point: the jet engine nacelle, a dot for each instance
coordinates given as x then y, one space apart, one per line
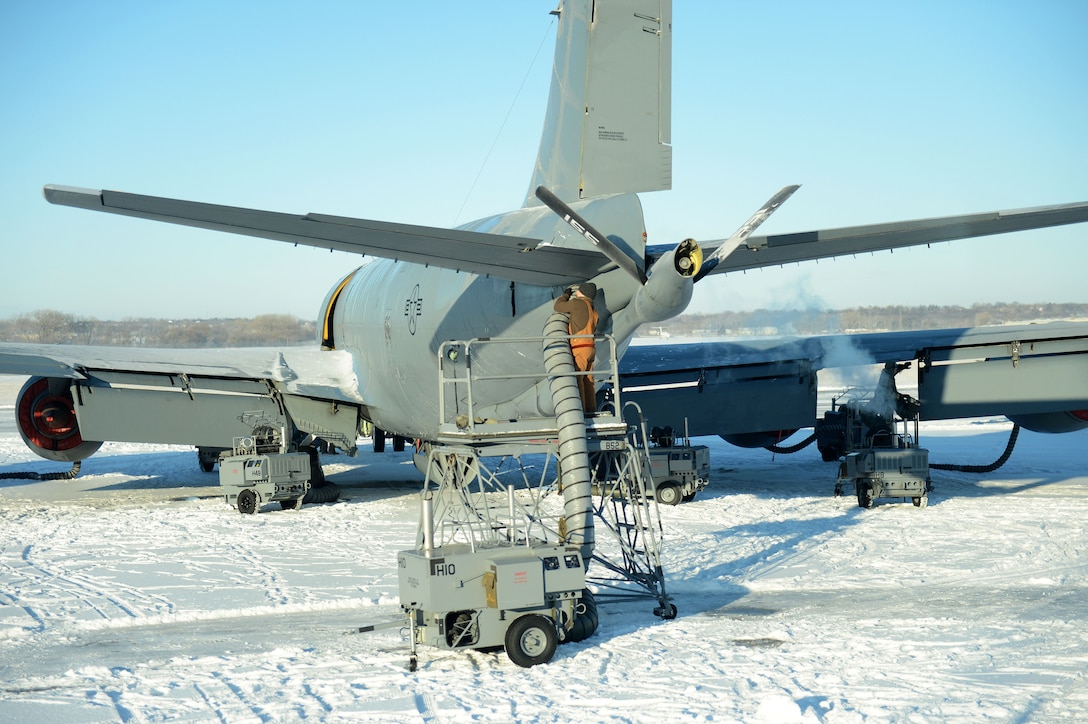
47 421
669 287
1053 422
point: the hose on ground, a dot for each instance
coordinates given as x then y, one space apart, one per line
789 450
31 475
573 451
981 469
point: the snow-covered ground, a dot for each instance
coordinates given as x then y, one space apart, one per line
132 593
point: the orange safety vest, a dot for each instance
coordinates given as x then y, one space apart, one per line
589 329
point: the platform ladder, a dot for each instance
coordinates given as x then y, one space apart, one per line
625 505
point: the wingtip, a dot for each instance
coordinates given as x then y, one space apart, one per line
87 198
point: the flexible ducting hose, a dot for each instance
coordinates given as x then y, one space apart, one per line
573 451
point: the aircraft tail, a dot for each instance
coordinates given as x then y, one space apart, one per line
608 123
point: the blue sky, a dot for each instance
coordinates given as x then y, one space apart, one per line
430 112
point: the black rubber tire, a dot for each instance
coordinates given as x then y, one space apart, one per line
247 502
864 494
531 640
585 623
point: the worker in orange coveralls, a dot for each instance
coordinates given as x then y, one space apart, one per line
577 303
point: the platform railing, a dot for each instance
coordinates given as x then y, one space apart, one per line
467 395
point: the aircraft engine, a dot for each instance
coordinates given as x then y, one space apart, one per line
757 439
47 420
1053 422
669 287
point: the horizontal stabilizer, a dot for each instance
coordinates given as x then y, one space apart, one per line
789 248
516 258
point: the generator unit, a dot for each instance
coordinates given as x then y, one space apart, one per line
251 476
522 598
881 457
678 469
888 471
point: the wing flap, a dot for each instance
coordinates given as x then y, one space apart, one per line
516 258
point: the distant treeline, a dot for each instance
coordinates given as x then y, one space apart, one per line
49 327
863 319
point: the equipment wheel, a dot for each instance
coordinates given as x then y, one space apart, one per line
247 502
864 494
585 618
667 612
668 493
531 640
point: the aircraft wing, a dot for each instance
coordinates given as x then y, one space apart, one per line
752 385
517 258
787 248
204 397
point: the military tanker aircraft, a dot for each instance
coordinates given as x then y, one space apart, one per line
382 328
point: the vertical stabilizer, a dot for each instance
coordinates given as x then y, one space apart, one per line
607 129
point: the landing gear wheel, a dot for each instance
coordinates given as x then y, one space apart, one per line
668 493
668 612
247 502
531 640
864 494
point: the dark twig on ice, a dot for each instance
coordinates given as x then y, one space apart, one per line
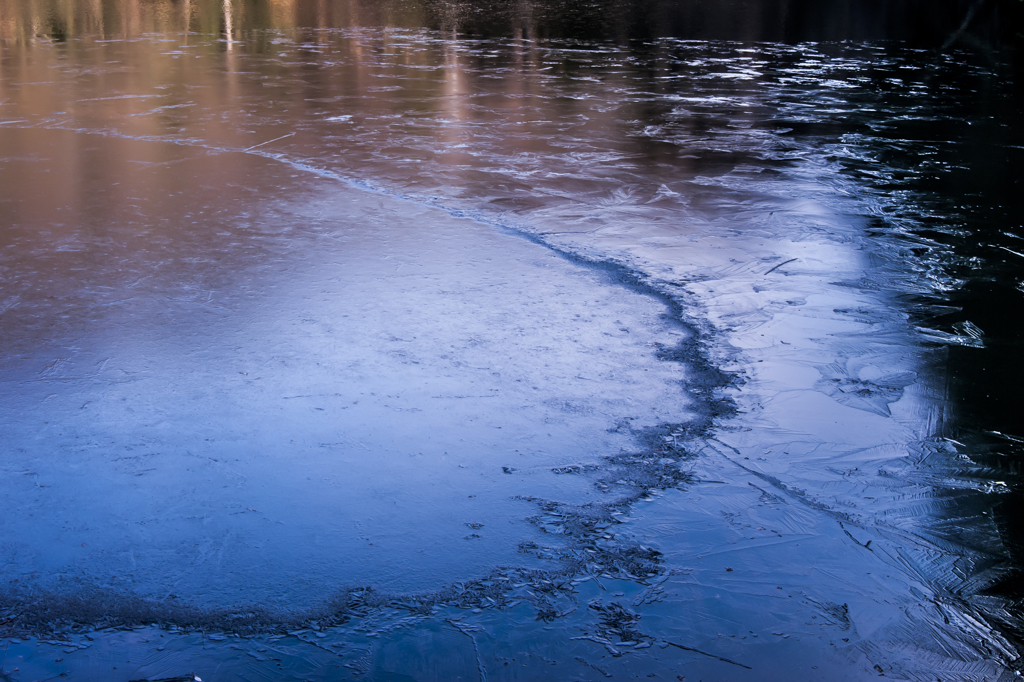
705 653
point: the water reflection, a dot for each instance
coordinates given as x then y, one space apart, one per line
839 220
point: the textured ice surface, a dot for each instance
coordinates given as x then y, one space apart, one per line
266 395
782 197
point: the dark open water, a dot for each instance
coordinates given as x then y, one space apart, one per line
523 341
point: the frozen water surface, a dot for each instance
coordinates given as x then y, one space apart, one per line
263 382
382 352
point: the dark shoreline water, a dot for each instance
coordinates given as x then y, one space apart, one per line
747 182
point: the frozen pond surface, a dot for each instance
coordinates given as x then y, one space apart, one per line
388 353
305 385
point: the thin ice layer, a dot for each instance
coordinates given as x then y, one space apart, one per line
232 395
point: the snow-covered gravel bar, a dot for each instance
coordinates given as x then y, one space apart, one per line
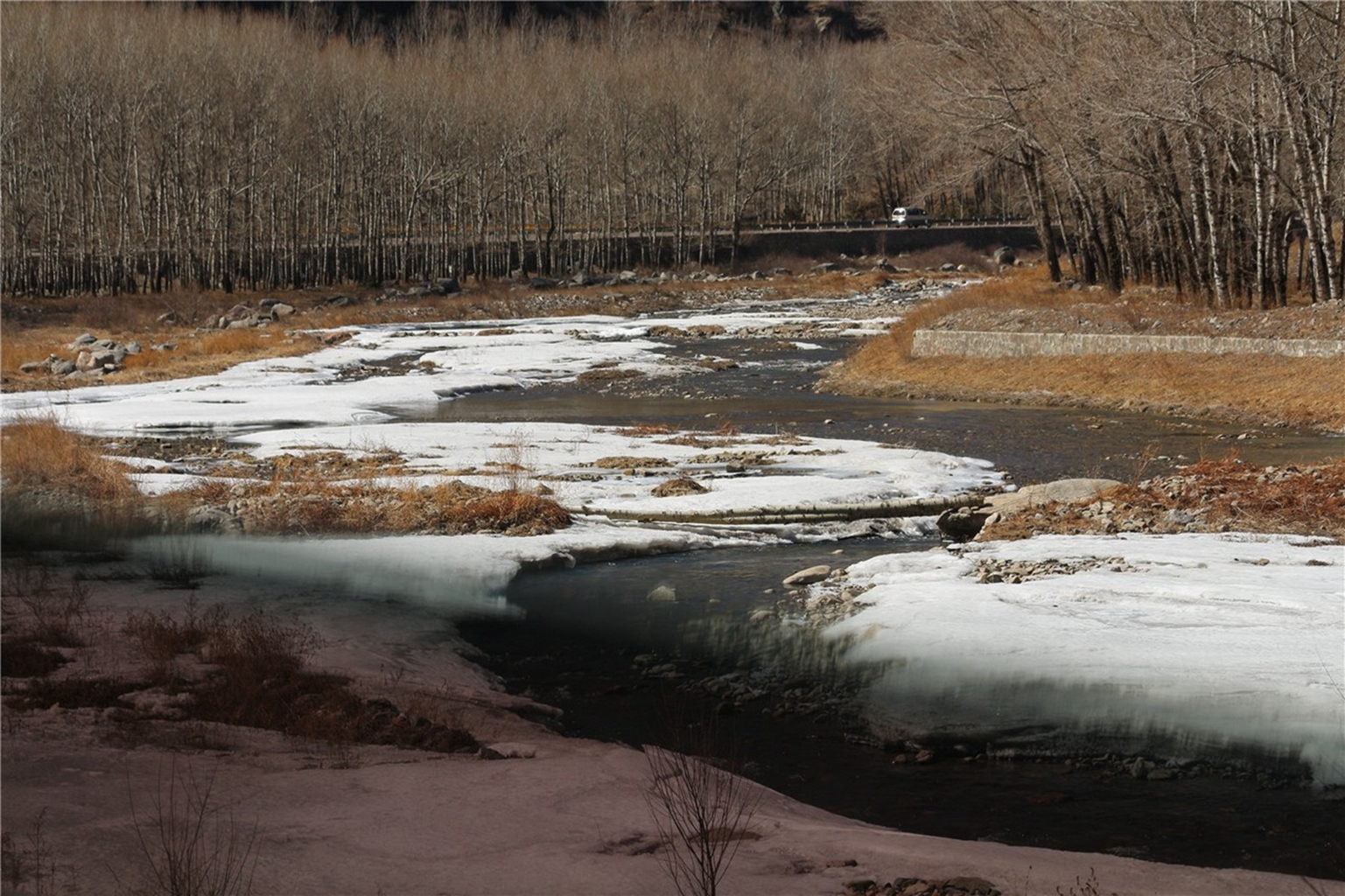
1229 638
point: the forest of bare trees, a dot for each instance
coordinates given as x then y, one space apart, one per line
157 147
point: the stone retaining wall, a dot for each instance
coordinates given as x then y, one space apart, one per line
1024 345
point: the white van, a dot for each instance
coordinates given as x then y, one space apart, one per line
904 217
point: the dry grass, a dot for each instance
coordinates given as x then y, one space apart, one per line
38 455
1302 392
45 327
1017 288
310 506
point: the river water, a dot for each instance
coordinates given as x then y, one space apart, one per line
626 646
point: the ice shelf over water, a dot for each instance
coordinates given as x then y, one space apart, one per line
1229 638
1187 631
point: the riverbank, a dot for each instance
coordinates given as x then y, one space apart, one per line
1246 388
87 788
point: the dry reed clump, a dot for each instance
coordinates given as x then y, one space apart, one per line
1234 494
311 506
46 463
956 253
1017 288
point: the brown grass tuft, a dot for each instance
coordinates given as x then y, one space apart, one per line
37 453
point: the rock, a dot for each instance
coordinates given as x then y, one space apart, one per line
508 751
206 518
679 486
807 576
1179 517
95 360
1061 490
662 595
962 523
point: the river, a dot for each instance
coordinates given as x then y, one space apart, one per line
592 642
◇ ◇ ◇ ◇ ◇ ◇ ◇
- Requirements
Format every line of the entries above as a Markdown table with the columns Row and Line, where Row numbers each line in order and Line holds the line itself. Skip blank lines and leave the pictures out.

- Answer to this task
| Row | Line |
|---|---|
| 1 | point: the jet engine nacelle, a dot for each instance |
| 2 | coordinates given as x then y, one space apart, one per line |
| 3 | 47 421 |
| 4 | 669 287 |
| 5 | 1053 422 |
| 6 | point: the hose on ground, a dot for each instance |
| 7 | coordinates given as x then y, one space apart, one per line |
| 8 | 789 450 |
| 9 | 31 475 |
| 10 | 573 451 |
| 11 | 981 469 |
| 12 | point: the snow-covered ground, a dot for each instance |
| 13 | coordinates given as x then y, one space apart, one per line |
| 14 | 132 593 |
| 15 | point: the orange safety vest, a dot for each instance |
| 16 | coordinates given as x then y, one space apart, one per line |
| 17 | 589 329 |
| 18 | point: the platform ladder, a dot for each instance |
| 19 | coordinates given as x then y, one space apart, one per line |
| 20 | 625 505 |
| 21 | point: the wingtip, a dot for each instance |
| 22 | coordinates given as x then y, one space apart, one per line |
| 23 | 87 198 |
| 24 | point: the flexible ducting hose, a dot for each instance |
| 25 | coordinates given as x then y, one space apart, one per line |
| 26 | 573 451 |
| 27 | point: the aircraft tail, a dot for each instance |
| 28 | coordinates given as x then y, one space apart, one per line |
| 29 | 608 123 |
| 30 | point: the blue sky, a dot for each instance |
| 31 | coordinates given as x then y, one space apart, one per line |
| 32 | 430 112 |
| 33 | point: the black rubber tire, a dot for each instance |
| 34 | coordinates given as x then y, one space apart, one per line |
| 35 | 247 502 |
| 36 | 864 494 |
| 37 | 531 640 |
| 38 | 585 623 |
| 39 | point: the worker in orange coveralls, a dot for each instance |
| 40 | coordinates given as x then y, one space apart, one per line |
| 41 | 577 303 |
| 42 | point: the platform railing, a dot for each instance |
| 43 | coordinates given as x then y, one space apart, one per line |
| 44 | 467 395 |
| 45 | point: the aircraft engine, a dot for each instance |
| 46 | coordinates given as x then y, one space apart, one per line |
| 47 | 757 439 |
| 48 | 47 420 |
| 49 | 1053 422 |
| 50 | 669 287 |
| 51 | point: the horizontal stabilizer, a dot for each instance |
| 52 | coordinates given as x then y, one space apart, one per line |
| 53 | 789 248 |
| 54 | 516 258 |
| 55 | point: the generator unit, a dot for each instance |
| 56 | coordinates given as x then y, one space apart, one per line |
| 57 | 251 476 |
| 58 | 522 598 |
| 59 | 881 457 |
| 60 | 678 469 |
| 61 | 888 471 |
| 62 | point: the wing flap, a dot for each instance |
| 63 | coordinates given as x then y, one space apart, one per line |
| 64 | 516 258 |
| 65 | point: the distant treeline, a dot for each instance |
| 66 | coordinates given as x then y, one space apart, one per line |
| 67 | 49 327 |
| 68 | 863 319 |
| 69 | point: the equipment wheel, a dot for each instance |
| 70 | coordinates given as x then y, one space apart, one per line |
| 71 | 247 502 |
| 72 | 864 494 |
| 73 | 585 618 |
| 74 | 667 612 |
| 75 | 668 493 |
| 76 | 531 640 |
| 77 | point: the aircraft wing, a dot for each instance |
| 78 | coordinates given as x then y, one space apart, one per line |
| 79 | 752 385 |
| 80 | 517 258 |
| 81 | 787 248 |
| 82 | 204 397 |
| 83 | point: the military tanker aircraft, a dot for each instance |
| 84 | coordinates given as x then y, one space apart, one per line |
| 85 | 382 328 |
| 86 | point: the vertical stabilizer, a dot for each instance |
| 87 | coordinates given as x then y, one space apart, one per line |
| 88 | 607 129 |
| 89 | point: the landing gear wheel, a dot for each instance |
| 90 | coordinates given as x then y, one space apart, one per line |
| 91 | 668 493 |
| 92 | 668 612 |
| 93 | 247 502 |
| 94 | 531 640 |
| 95 | 864 494 |
| 96 | point: the dark twig on ice, a dot for each instance |
| 97 | coordinates given as x then y, one space apart, one per line |
| 98 | 705 653 |
| 99 | point: the water reflection, a dot for each instance |
| 100 | coordinates given as x then y, one space apart, one per line |
| 101 | 839 220 |
| 102 | point: the textured ice surface, a dot for each instance |
| 103 | coordinates given as x then y, one space apart, one per line |
| 104 | 266 395 |
| 105 | 782 197 |
| 106 | point: the dark open water, a dot for each instance |
| 107 | coordinates given as x then y, one space apart, one per line |
| 108 | 523 341 |
| 109 | point: the frozen water surface, a dot for each instance |
| 110 | coordinates given as x then y, one space apart, one per line |
| 111 | 263 382 |
| 112 | 382 352 |
| 113 | point: the dark shoreline water, a dot for each instance |
| 114 | coordinates given as x then y, one space apart, one per line |
| 115 | 747 182 |
| 116 | point: the frozen pond surface, a dot for each instance |
| 117 | coordinates given as x then y, one space apart, one per line |
| 118 | 388 353 |
| 119 | 305 385 |
| 120 | point: the thin ice layer, a dot for each instance |
| 121 | coordinates given as x then y, one space apart, one per line |
| 122 | 232 395 |
| 123 | point: the snow-covered gravel bar, a dot for each instance |
| 124 | coordinates given as x then y, one space apart, one per line |
| 125 | 1229 638 |
| 126 | point: the forest of bare trees, a dot for each instance |
| 127 | coordinates given as x then y, one space apart, one per line |
| 128 | 157 147 |
| 129 | point: the stone retaining wall, a dot for each instance |
| 130 | coordinates given as x then y, one space apart, one per line |
| 131 | 1024 345 |
| 132 | point: the white van, a dot for each instance |
| 133 | coordinates given as x then y, one space apart, one per line |
| 134 | 904 217 |
| 135 | point: the dry grass, a dot for each instance |
| 136 | coordinates given as x then y, one space apart, one per line |
| 137 | 38 455 |
| 138 | 1302 392 |
| 139 | 45 327 |
| 140 | 1017 288 |
| 141 | 310 506 |
| 142 | point: the river water, a dot for each instance |
| 143 | coordinates given as x then y, one space apart, one per line |
| 144 | 626 646 |
| 145 | point: the ice shelf over water, a dot for each instance |
| 146 | coordinates given as x then y, one space apart, one per line |
| 147 | 1229 638 |
| 148 | 1187 631 |
| 149 | point: the riverbank, a dot for each instance |
| 150 | coordinates given as x then y, one space apart, one per line |
| 151 | 1246 388 |
| 152 | 87 788 |
| 153 | point: the dry reed clump, a dot for each instance |
| 154 | coordinates given as x then y, one space apart, one per line |
| 155 | 1234 494 |
| 156 | 311 506 |
| 157 | 46 463 |
| 158 | 956 253 |
| 159 | 1017 288 |
| 160 | point: the brown grass tuft, a dot for each instance |
| 161 | coordinates given as x then y, one space apart, one per line |
| 162 | 37 453 |
| 163 | point: the rock, a dot for each instance |
| 164 | coordinates given as x then y, one space apart, one per line |
| 165 | 508 751 |
| 166 | 206 518 |
| 167 | 679 486 |
| 168 | 807 576 |
| 169 | 1179 517 |
| 170 | 95 360 |
| 171 | 1061 490 |
| 172 | 662 595 |
| 173 | 962 523 |
| 174 | point: the river, a dot for each instance |
| 175 | coordinates given as x then y, one space apart, one per line |
| 176 | 592 642 |